#### Direction:
Turn the lines of the material below into a numbered list, starting at the line containing "Note to the class: point at the horizon line" and ending at the line containing "<point>243,419</point>", with blank lines omitted. Include only those lines.

-------

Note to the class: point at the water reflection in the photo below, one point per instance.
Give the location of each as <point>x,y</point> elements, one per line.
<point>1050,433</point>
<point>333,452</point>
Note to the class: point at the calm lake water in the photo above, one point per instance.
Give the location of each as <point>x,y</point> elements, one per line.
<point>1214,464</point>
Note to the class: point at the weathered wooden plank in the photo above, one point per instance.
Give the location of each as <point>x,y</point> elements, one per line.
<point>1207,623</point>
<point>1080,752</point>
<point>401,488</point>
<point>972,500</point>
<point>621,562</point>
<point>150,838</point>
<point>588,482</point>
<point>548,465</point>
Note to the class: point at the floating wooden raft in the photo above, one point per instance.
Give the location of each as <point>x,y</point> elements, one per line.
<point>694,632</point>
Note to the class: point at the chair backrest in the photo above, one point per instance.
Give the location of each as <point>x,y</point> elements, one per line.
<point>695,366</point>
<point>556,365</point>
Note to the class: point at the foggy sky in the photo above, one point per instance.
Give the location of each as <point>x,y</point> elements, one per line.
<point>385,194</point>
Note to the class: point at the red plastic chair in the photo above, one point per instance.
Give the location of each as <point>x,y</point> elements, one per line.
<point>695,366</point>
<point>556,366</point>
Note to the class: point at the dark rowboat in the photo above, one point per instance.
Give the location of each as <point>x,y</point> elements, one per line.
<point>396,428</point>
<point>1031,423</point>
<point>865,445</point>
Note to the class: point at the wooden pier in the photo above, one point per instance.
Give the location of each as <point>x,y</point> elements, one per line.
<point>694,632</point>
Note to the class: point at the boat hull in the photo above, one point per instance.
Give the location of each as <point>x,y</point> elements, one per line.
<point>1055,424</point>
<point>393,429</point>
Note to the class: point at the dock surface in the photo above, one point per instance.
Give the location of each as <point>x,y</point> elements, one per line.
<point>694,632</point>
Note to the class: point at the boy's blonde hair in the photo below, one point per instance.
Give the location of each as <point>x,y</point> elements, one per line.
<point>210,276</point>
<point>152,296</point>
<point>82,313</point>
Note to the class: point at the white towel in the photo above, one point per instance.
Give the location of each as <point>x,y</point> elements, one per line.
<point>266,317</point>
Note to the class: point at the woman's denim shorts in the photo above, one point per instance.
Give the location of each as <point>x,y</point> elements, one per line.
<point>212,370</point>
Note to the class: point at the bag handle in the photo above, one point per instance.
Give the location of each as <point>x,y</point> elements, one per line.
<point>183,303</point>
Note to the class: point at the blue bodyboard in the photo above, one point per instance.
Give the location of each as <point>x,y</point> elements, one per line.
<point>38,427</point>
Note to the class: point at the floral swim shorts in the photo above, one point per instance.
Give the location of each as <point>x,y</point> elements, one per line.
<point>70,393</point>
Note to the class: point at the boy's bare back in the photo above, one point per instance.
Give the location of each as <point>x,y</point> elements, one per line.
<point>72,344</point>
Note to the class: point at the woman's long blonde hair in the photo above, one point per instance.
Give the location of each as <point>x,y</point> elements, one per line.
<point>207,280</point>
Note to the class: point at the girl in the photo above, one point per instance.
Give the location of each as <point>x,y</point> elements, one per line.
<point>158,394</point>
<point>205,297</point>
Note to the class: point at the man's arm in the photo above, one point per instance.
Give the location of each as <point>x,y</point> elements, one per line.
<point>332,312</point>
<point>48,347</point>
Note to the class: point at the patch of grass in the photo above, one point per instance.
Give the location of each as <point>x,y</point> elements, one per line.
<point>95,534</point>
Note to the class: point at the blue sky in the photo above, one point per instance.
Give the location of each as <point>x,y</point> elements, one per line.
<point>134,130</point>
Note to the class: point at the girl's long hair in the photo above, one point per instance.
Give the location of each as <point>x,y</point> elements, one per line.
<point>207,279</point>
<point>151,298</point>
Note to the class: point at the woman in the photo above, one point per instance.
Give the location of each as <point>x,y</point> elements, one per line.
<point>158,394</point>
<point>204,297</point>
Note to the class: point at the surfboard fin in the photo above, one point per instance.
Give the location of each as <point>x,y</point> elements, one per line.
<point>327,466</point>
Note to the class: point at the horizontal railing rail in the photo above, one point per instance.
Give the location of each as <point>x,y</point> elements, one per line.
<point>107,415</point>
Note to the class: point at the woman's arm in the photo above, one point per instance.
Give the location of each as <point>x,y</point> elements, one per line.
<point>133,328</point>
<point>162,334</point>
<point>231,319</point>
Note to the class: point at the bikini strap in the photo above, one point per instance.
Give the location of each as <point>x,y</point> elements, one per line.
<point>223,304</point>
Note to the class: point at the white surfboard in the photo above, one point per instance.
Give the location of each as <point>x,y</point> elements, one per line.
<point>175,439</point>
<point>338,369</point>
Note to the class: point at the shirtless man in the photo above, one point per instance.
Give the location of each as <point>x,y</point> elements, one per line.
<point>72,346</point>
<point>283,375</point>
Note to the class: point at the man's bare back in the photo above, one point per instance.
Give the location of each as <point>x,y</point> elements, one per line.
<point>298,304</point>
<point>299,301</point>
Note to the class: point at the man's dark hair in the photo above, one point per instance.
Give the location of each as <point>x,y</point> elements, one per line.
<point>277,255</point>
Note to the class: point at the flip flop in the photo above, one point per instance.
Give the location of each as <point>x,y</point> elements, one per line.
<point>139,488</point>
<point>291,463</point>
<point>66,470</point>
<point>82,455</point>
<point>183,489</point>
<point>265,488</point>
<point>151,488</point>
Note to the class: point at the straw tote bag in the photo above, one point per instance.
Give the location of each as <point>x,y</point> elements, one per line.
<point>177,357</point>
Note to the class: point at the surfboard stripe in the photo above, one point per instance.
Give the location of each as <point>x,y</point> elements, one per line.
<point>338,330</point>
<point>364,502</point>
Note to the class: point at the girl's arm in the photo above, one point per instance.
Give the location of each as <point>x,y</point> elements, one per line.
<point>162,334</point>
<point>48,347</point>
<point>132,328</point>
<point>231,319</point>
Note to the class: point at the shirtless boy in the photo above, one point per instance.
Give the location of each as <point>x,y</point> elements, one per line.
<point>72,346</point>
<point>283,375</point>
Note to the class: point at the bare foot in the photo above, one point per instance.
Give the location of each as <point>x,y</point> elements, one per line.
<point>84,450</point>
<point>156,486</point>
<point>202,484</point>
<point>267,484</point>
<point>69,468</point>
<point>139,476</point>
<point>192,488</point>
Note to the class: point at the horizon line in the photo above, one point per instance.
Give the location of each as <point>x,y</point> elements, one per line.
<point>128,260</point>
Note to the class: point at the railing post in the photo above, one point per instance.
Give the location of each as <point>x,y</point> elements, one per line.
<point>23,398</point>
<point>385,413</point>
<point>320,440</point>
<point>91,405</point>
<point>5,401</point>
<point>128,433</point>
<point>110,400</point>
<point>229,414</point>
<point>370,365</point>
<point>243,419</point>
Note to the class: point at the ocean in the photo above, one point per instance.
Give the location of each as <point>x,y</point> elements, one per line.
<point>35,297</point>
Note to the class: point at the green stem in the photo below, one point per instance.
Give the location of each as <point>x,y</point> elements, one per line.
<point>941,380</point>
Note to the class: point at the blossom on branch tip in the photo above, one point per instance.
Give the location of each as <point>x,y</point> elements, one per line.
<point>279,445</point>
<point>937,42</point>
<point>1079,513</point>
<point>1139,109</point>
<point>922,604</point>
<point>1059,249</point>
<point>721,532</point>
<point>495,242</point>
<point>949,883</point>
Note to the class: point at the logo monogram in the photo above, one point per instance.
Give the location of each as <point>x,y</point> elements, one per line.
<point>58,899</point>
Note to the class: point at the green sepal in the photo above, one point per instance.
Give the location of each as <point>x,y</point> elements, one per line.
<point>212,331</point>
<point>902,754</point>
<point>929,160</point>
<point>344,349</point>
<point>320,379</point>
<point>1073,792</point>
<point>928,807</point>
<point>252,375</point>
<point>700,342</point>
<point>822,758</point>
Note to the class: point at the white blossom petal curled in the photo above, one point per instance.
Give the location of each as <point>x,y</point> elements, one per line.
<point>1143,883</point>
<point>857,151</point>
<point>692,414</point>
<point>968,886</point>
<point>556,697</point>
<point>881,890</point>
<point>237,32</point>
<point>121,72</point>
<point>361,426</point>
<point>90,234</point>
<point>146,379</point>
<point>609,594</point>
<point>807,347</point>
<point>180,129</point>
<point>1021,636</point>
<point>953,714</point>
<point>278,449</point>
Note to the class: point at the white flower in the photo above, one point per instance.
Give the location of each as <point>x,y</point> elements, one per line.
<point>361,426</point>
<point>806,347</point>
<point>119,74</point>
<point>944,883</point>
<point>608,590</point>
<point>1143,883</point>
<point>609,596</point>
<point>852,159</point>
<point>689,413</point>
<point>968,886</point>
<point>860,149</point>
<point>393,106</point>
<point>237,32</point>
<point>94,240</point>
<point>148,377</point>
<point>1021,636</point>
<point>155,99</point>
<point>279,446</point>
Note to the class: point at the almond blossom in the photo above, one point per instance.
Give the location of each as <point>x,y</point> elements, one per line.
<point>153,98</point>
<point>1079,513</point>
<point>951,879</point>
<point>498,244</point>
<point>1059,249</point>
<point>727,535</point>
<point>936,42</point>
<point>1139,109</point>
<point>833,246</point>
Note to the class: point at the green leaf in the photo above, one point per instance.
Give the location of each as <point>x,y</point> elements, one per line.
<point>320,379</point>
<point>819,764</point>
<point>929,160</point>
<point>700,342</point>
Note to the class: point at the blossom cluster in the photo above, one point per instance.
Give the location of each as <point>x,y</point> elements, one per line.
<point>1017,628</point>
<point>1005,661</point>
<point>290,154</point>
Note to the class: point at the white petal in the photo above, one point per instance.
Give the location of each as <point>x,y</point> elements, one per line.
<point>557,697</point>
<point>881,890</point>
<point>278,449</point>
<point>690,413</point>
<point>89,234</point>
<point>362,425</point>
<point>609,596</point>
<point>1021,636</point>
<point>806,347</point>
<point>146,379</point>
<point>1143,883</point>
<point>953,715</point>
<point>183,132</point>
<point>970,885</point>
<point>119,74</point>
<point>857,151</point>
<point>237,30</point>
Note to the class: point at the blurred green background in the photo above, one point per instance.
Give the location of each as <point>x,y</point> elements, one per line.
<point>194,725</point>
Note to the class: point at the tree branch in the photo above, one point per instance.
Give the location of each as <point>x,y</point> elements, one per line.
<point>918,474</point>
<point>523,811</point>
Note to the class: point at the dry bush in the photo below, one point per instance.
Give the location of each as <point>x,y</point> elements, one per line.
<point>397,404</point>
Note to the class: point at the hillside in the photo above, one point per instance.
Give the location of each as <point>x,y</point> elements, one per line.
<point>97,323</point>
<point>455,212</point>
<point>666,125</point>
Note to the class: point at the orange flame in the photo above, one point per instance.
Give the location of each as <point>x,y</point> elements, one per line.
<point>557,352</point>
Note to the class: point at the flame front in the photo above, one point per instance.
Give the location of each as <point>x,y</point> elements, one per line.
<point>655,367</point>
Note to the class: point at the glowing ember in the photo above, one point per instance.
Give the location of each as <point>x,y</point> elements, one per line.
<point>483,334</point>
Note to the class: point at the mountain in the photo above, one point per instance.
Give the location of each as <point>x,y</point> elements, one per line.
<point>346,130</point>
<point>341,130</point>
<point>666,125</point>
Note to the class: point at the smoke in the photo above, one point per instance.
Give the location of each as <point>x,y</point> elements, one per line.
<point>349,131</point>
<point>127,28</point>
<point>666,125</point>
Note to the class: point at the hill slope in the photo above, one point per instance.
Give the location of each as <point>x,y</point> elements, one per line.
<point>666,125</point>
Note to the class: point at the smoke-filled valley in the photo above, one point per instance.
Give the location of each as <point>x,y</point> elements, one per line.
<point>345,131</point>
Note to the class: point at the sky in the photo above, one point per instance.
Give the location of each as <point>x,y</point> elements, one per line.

-------

#### Task answer:
1. Note to the class: point at the horizon line in the photo above, one point per instance.
2. Give the location of each as <point>x,y</point> elements, one per line.
3. <point>128,260</point>
4. Note to the class: point at the railing post in the photo above, one point per instance.
5. Give the location of each as <point>x,y</point> elements, one per line.
6. <point>23,398</point>
7. <point>385,413</point>
8. <point>320,440</point>
9. <point>91,405</point>
10. <point>5,401</point>
11. <point>128,433</point>
12. <point>110,400</point>
13. <point>229,414</point>
14. <point>370,365</point>
15. <point>243,419</point>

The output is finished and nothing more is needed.